== MATERIALS PROVIDED

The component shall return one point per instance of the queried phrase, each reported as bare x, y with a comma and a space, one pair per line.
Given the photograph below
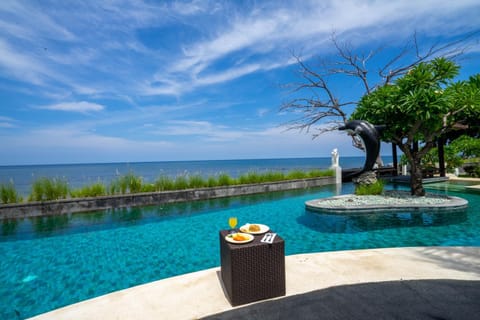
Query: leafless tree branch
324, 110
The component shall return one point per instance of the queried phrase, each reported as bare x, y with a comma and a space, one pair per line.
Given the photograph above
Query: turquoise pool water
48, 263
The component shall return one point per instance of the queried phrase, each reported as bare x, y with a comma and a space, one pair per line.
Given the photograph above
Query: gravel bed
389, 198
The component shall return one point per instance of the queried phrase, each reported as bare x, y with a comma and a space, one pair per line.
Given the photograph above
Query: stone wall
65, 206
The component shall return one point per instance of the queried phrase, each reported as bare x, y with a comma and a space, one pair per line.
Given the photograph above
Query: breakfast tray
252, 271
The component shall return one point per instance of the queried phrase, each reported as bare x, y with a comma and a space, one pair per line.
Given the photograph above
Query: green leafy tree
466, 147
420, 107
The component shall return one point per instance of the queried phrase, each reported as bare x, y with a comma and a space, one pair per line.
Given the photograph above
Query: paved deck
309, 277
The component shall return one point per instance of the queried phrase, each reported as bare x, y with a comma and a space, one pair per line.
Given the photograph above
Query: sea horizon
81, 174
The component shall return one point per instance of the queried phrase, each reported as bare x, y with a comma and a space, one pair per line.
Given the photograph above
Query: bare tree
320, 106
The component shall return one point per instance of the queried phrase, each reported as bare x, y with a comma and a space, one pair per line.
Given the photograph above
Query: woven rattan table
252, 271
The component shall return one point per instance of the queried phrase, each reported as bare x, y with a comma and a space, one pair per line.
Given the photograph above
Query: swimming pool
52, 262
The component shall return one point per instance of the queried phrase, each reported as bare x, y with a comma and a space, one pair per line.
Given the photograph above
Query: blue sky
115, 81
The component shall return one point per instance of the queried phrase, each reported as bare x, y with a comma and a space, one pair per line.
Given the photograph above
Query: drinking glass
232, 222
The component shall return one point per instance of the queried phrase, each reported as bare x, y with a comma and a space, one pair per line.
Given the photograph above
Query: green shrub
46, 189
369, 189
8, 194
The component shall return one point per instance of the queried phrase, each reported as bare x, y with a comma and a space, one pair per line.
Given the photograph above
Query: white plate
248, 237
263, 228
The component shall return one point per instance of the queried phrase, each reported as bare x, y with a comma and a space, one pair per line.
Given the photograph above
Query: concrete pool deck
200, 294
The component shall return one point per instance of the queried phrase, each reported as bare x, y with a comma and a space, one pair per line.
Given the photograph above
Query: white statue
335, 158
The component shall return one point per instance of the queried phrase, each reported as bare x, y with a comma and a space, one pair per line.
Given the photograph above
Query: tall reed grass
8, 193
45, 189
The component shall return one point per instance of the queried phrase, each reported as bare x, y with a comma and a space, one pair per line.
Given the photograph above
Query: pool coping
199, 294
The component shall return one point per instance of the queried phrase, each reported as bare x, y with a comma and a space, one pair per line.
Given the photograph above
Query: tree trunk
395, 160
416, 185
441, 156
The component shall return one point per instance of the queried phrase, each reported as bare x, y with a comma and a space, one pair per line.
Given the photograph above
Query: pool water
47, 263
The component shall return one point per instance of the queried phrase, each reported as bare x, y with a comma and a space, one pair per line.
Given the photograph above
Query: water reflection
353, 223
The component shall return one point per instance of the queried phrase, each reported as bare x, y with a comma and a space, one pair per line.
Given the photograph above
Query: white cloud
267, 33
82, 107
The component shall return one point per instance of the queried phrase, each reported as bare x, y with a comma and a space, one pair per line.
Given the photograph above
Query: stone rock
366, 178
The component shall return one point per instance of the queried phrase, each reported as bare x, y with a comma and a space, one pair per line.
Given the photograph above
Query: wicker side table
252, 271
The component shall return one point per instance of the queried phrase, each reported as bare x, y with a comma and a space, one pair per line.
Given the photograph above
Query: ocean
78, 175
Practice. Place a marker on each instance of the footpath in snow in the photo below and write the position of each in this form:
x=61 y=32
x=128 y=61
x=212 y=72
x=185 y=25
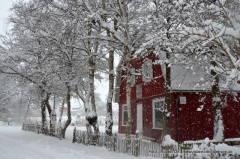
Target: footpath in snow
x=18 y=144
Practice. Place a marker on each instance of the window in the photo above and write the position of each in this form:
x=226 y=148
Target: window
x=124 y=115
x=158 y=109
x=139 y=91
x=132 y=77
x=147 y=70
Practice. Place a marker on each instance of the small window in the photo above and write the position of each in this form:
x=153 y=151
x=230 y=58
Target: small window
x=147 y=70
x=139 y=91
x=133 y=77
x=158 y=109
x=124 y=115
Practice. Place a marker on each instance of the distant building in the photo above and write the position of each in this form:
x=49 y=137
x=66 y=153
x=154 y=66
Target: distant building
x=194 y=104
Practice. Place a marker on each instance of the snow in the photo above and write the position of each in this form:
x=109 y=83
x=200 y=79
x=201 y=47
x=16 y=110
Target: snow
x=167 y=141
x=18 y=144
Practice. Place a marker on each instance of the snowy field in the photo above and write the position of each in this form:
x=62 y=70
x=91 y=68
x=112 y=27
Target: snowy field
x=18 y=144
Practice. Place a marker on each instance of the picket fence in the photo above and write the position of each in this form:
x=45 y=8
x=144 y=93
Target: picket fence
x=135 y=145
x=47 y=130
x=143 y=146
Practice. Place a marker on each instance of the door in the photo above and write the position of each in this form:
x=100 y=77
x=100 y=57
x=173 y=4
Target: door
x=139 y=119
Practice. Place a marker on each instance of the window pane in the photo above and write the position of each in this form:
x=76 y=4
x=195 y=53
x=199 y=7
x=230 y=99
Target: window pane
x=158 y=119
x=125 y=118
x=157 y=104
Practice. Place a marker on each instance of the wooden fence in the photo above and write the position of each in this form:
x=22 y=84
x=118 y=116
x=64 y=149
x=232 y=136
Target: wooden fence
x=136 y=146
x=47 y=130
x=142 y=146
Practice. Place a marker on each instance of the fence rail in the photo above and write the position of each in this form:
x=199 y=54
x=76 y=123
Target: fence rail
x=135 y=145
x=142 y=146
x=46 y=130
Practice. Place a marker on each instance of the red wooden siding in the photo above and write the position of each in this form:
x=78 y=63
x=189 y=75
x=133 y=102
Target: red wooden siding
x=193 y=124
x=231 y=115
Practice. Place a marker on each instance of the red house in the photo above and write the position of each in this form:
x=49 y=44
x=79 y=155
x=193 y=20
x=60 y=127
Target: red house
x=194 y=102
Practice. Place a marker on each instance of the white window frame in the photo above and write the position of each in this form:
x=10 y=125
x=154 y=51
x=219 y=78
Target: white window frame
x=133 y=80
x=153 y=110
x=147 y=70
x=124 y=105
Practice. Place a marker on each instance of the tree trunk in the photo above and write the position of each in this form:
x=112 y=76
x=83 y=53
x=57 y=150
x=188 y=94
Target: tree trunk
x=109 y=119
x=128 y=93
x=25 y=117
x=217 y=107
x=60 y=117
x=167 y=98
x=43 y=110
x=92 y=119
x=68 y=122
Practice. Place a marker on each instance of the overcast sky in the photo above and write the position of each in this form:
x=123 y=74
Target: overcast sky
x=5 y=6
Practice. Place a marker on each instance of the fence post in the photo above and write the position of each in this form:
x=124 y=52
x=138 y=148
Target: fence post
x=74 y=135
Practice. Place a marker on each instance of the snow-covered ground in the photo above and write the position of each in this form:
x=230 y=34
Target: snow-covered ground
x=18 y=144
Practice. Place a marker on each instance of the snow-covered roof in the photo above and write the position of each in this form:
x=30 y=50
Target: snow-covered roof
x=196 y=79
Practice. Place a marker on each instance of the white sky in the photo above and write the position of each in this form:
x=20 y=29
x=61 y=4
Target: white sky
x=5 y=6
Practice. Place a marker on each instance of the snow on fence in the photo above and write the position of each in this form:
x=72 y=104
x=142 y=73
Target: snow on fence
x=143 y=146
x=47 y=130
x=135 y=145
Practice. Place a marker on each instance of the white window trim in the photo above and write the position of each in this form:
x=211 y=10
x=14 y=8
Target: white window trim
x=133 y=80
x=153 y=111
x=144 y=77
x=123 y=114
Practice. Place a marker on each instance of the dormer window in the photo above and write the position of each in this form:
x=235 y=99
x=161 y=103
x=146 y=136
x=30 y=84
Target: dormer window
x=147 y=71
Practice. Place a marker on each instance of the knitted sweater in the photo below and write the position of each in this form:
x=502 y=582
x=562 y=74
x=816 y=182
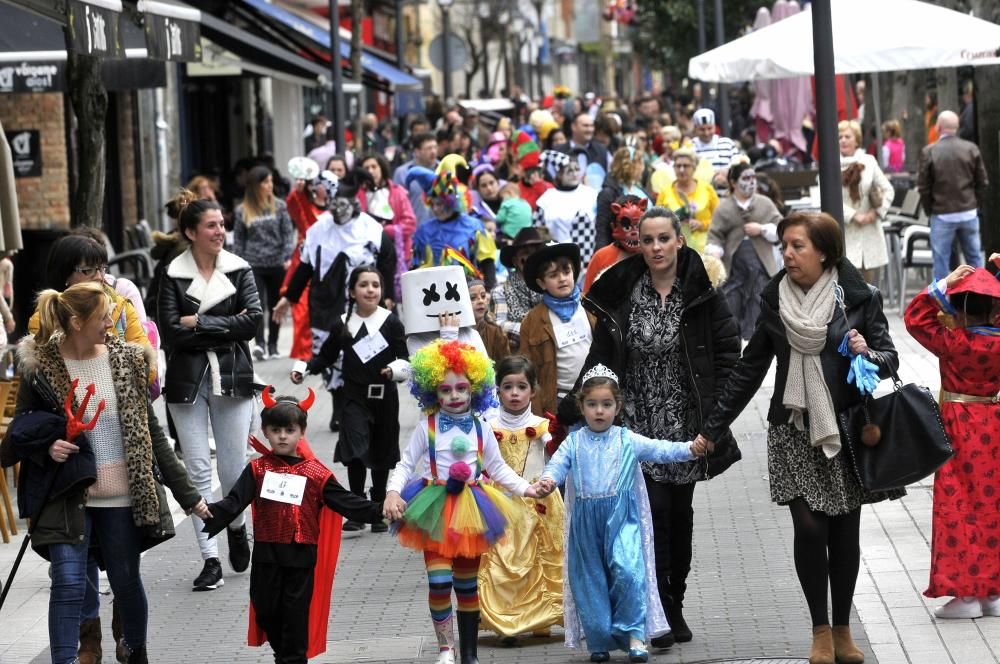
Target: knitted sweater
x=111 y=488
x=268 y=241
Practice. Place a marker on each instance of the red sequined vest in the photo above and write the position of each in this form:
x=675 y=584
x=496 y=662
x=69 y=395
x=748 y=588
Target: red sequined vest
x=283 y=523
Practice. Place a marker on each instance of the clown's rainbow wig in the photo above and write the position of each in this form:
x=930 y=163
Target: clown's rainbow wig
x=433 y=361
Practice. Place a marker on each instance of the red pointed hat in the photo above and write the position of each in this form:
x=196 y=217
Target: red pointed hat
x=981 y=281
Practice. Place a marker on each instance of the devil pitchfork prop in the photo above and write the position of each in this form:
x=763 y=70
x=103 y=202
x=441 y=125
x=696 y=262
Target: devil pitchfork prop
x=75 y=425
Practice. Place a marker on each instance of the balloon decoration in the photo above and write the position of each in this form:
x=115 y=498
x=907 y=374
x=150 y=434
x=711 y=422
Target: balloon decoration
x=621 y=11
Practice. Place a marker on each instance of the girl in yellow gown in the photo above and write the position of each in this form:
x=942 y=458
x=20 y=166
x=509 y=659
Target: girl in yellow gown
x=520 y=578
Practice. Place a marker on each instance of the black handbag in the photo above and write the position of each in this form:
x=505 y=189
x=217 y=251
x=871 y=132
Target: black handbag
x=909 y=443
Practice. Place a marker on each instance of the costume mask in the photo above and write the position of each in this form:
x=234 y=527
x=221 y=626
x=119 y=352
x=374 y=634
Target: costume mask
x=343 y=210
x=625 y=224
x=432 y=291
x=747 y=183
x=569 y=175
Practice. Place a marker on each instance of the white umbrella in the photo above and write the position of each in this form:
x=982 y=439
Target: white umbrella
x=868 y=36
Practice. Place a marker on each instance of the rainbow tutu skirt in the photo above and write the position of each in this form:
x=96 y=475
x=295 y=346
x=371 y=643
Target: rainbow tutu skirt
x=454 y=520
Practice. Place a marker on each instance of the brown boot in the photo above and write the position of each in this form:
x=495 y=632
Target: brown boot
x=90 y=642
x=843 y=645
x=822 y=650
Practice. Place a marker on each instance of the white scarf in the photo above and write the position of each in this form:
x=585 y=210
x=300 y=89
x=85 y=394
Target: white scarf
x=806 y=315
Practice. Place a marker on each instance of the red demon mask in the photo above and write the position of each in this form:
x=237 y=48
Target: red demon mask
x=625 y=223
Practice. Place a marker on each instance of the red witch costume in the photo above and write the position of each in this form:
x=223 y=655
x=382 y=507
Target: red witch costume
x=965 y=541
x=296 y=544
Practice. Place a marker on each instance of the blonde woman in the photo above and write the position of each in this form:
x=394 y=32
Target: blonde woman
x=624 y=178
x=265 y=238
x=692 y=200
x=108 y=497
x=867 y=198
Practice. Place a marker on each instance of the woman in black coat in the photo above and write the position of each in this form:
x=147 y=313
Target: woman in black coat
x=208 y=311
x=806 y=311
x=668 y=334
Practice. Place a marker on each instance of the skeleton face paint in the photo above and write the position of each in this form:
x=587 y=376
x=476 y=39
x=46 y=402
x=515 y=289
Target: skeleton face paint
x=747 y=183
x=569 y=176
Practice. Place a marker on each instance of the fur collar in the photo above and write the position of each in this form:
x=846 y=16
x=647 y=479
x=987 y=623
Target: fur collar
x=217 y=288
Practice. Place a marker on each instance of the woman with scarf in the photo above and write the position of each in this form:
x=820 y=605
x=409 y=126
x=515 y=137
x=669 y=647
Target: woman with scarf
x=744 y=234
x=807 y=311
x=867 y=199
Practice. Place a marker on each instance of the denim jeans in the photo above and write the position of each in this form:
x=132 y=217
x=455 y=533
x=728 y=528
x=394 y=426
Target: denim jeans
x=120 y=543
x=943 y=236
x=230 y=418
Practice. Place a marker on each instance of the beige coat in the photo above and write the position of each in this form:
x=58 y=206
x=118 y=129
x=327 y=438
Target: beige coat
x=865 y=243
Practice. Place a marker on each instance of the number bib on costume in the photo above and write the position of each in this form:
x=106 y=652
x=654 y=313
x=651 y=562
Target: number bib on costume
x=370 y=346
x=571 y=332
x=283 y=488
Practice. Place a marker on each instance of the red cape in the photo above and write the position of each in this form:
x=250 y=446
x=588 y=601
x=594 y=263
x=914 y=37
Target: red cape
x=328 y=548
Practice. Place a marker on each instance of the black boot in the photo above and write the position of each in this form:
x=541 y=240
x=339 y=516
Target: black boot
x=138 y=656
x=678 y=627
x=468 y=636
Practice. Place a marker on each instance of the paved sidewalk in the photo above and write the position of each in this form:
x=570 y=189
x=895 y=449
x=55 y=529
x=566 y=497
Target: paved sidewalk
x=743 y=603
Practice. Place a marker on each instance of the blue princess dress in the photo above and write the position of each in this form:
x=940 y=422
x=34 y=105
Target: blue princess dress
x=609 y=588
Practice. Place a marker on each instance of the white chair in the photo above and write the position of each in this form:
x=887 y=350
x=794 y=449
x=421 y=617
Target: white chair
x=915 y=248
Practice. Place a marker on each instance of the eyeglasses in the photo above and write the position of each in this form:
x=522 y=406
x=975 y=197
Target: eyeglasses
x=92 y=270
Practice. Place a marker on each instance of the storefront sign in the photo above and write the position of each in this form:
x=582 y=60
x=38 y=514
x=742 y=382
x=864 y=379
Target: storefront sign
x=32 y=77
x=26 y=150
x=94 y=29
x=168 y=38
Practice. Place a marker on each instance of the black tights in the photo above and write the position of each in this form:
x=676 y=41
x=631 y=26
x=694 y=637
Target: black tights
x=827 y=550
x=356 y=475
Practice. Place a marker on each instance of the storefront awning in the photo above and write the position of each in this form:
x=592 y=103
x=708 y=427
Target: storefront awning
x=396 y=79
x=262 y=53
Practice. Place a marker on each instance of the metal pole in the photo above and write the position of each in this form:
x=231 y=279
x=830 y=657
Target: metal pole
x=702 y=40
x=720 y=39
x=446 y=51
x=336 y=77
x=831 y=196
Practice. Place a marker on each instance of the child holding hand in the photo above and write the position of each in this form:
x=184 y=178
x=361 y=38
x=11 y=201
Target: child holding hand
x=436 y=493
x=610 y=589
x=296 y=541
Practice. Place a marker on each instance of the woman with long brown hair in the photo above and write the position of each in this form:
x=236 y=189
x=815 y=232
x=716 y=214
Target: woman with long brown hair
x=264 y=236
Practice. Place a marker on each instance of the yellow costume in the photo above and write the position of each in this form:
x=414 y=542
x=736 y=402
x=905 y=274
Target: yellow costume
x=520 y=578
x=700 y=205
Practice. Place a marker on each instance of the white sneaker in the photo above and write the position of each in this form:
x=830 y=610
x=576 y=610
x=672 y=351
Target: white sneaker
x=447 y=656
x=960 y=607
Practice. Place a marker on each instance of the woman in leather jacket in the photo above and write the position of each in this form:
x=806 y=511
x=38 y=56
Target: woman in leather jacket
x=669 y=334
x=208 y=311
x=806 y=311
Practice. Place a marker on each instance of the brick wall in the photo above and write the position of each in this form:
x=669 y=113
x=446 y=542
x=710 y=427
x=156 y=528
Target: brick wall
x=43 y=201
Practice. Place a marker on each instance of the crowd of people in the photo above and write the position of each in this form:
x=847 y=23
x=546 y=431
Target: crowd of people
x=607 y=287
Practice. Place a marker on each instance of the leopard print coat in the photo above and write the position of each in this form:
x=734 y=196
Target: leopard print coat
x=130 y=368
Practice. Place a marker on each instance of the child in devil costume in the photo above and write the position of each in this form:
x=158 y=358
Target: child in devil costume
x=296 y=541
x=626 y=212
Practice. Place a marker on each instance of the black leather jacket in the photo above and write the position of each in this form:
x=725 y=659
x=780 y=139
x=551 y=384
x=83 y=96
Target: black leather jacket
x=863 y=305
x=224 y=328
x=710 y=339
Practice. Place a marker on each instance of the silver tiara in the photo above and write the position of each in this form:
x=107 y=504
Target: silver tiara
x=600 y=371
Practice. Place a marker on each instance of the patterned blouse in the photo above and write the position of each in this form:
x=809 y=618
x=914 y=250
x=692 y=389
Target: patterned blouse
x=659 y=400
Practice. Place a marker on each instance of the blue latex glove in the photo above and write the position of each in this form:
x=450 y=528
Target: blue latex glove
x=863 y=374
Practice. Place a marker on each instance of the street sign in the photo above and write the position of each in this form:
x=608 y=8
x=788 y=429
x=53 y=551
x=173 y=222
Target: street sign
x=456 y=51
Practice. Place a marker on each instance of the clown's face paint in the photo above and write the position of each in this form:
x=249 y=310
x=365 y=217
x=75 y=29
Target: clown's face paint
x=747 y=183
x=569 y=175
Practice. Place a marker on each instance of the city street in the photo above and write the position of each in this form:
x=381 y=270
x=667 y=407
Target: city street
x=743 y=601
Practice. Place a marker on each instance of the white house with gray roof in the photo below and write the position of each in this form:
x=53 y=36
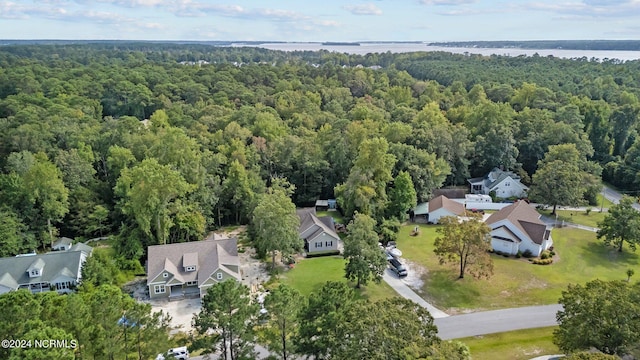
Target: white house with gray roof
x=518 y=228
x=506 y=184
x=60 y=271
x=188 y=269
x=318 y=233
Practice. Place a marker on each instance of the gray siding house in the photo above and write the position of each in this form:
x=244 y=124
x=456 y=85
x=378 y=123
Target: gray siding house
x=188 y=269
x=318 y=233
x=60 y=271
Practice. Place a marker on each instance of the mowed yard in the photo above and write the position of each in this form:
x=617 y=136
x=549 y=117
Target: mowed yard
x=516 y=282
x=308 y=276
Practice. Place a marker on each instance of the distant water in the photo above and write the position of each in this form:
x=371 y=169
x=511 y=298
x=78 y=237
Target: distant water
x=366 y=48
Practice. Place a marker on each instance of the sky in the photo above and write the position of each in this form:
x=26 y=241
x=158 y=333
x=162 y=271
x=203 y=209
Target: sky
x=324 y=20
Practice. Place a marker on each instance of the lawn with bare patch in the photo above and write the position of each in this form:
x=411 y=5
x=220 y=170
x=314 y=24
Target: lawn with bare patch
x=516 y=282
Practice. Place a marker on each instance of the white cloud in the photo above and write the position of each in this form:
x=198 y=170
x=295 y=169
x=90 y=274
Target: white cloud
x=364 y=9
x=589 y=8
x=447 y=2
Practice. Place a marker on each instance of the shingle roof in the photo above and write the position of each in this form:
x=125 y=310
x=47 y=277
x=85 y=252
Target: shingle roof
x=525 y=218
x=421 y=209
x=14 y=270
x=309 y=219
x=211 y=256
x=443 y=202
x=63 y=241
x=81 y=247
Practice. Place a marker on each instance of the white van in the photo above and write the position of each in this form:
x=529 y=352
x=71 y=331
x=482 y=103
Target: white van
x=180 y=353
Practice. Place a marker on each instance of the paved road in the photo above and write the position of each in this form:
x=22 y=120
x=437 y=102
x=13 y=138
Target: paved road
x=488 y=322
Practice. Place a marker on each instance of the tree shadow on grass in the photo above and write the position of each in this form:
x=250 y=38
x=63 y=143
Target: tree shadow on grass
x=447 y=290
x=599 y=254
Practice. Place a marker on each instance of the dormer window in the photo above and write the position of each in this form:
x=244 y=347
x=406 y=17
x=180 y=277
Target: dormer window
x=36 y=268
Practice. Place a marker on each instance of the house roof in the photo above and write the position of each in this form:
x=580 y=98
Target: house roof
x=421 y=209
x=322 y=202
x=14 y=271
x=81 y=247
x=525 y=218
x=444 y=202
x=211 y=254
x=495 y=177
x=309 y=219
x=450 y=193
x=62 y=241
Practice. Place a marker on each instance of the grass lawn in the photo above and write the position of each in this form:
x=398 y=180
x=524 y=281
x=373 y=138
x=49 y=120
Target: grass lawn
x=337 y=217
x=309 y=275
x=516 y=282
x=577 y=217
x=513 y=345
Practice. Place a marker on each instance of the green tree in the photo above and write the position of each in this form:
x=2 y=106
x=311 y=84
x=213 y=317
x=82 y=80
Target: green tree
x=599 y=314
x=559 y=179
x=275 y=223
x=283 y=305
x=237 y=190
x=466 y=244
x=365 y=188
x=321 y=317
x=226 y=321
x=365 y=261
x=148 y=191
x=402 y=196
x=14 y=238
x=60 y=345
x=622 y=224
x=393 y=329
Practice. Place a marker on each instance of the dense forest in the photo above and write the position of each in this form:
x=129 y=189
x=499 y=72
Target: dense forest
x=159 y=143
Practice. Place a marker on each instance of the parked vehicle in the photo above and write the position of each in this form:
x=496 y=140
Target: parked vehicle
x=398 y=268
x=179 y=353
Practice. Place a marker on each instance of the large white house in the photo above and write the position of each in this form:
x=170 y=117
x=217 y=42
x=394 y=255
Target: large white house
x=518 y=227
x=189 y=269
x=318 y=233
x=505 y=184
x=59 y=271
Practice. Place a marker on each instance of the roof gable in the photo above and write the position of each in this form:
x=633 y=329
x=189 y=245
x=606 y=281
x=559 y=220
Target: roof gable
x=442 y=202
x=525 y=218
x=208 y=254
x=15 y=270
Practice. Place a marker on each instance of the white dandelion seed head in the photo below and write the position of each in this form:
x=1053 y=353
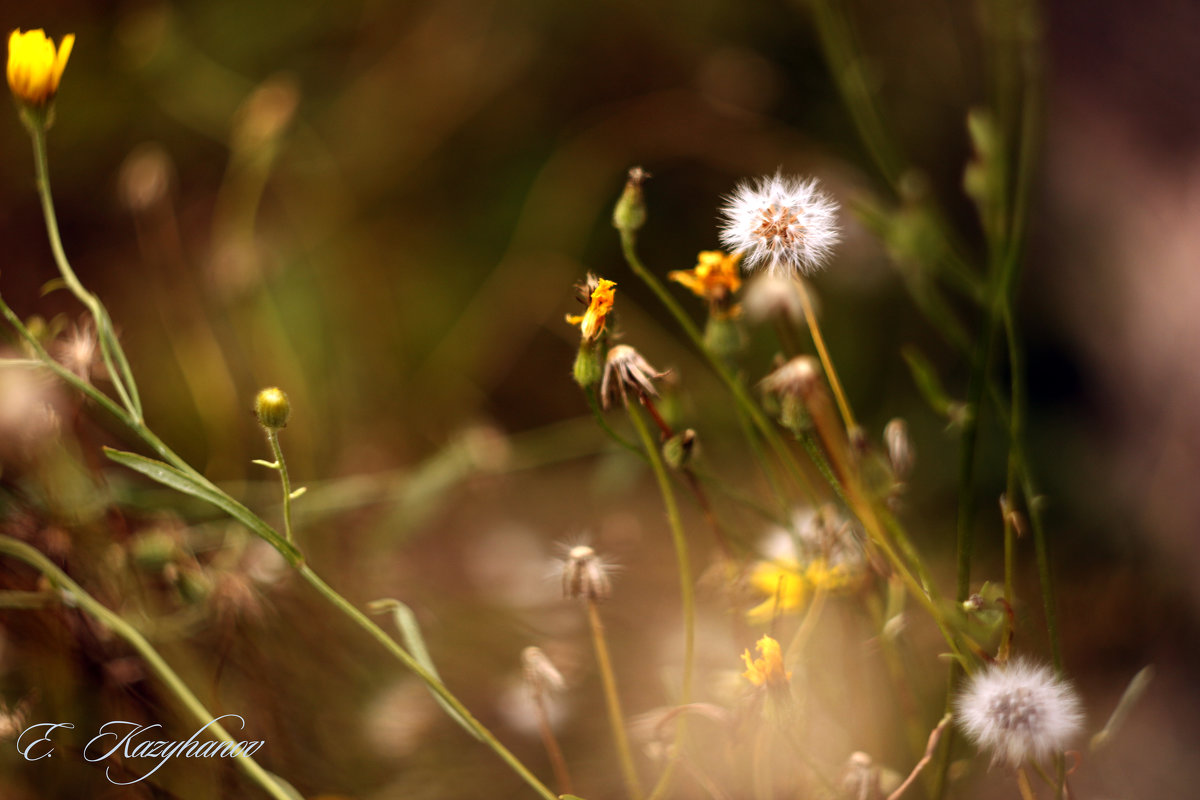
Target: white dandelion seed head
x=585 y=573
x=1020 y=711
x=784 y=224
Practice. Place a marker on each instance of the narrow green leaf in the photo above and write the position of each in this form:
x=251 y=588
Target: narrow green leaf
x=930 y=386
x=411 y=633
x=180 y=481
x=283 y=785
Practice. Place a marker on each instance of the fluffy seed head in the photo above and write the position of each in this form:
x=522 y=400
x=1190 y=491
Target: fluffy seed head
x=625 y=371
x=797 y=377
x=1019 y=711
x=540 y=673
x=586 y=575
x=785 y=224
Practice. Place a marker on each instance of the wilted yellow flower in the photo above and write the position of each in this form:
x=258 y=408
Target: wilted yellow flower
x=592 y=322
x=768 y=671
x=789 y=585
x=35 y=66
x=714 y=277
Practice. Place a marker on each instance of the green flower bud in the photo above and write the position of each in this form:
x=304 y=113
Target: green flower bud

====

» WHAT IS NEEDED: Using the records above, report the count of lines holding "below" and nothing else.

» EXPECTED ANSWER: 5